**Data entries**
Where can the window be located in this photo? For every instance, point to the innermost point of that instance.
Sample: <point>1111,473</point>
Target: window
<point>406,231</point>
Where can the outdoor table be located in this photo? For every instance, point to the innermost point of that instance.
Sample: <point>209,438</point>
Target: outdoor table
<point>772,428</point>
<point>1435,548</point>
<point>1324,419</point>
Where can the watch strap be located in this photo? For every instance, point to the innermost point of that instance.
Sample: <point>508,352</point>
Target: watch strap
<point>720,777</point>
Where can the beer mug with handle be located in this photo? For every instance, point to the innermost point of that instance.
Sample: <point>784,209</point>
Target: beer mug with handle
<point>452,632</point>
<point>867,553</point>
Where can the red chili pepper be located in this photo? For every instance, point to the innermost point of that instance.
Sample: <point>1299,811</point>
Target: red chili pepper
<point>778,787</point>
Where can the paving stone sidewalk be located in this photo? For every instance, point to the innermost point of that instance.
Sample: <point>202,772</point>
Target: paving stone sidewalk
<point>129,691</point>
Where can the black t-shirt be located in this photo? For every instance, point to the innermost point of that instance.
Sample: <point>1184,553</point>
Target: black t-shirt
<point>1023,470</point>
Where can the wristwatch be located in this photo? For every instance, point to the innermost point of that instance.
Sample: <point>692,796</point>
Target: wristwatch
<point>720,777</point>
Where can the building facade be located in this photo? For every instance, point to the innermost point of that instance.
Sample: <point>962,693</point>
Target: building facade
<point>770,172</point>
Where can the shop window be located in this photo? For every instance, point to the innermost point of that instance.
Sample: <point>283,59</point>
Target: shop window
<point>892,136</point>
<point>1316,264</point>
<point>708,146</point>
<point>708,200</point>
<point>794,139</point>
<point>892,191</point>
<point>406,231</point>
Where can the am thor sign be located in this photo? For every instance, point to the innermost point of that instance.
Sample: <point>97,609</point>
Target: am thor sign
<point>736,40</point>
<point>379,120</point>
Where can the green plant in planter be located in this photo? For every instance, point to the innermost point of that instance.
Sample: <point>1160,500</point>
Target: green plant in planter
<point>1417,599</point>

**What the task requires**
Reproduce, word for word, only the lines from the one that contains "Where can the shop" through the final line.

**Written response**
Where can the shop window be located in this photo? For every instance, point to the innermost point of that instance.
Sample: <point>283,59</point>
Target: shop window
<point>892,136</point>
<point>1316,264</point>
<point>708,146</point>
<point>708,200</point>
<point>794,139</point>
<point>892,191</point>
<point>406,231</point>
Where can the am thor sign be located in this photo? For every instance, point to the innermost point of that instance.
Sample: <point>97,609</point>
Target: am thor sign
<point>736,40</point>
<point>379,120</point>
Where can the green plant in planter be located in this photo? For every instance, point to the innermost point of that instance.
Sample: <point>1160,500</point>
Target: green plant in planter
<point>1417,599</point>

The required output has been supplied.